Movie reviews: August: Osage County

August: Osage County ****

Movie reviews: August: Osage County

The ghost of Tennessee Williams casts a long shadow across August: Osage County (15A), which is set in Oklahoma but is otherwise steeped in the old traditions of the Southern Gothic melodrama. The death - possibly by his own hand - of alcoholic writer Beverley Weston (Sam Shepard) brings his far-flung family home for his funeral. The home, a beautiful antebellum antique complete with wrap-around porch, is dominated by the waspy, vicious matriarch Violet (Meryl Streep), who is addicted to painkillers and downers as a result of her mouth cancer. With her own death looming Violet is contemptuous of the social conventions, and she sets about ripping apart the facades of her daughters’ relationships with unwholesome glee. Adapted by Tracy Letts from his own play, and directed by John Wells, the movie boasts a stellar cast, as Julia Roberts, Chris Cooper, Ewan McGregor, Juliette Lewis, Abigail Breslin and Benedict Cumberbatch, among others, queue up to have strips torn from them by the deliciously malevolent Streep (although two of the finest performances come from the relatively unknown Julianne Nicholson and Hollywood’s forgotten man, Dermot Mulrooney). The movie does betray its stage origins with an excess of dialogue-heavy scenes in which multiple characters verbally lacerate one another, but Wells employs the Oklahoma backdrop effectively, repeatedly cutting from claustrophobic interiors to the vast vistas of the rolling prairies beyond the house. The movie belongs to Streep, who fully deserves her Oscar nomination, although she gets a good run for her money from Julia Roberts, who puts in a terrific turn as the embittered daughter who has suffered too long the lash of her mother’s tongue. The final act sags somewhat, but otherwise this is a wonderfully spiky melodrama.

→ **Exercise data**:
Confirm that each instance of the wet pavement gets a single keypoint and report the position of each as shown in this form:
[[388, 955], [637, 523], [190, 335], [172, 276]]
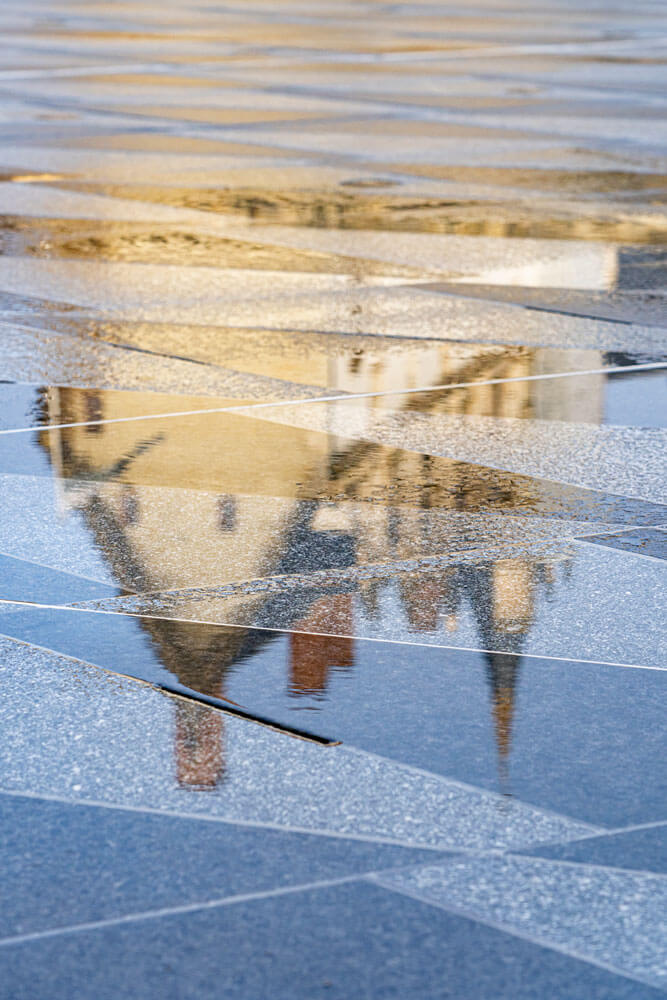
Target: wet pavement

→ **Prompt**:
Answer these questions from the review of August: Osage County:
1. Who directed the movie?
2. What is Violet addicted to?
3. Which actor plays the embittered daughter?
You won't need the material for this.

→ **Task output**:
1. John Wells
2. Painkillers and downers
3. Julia Roberts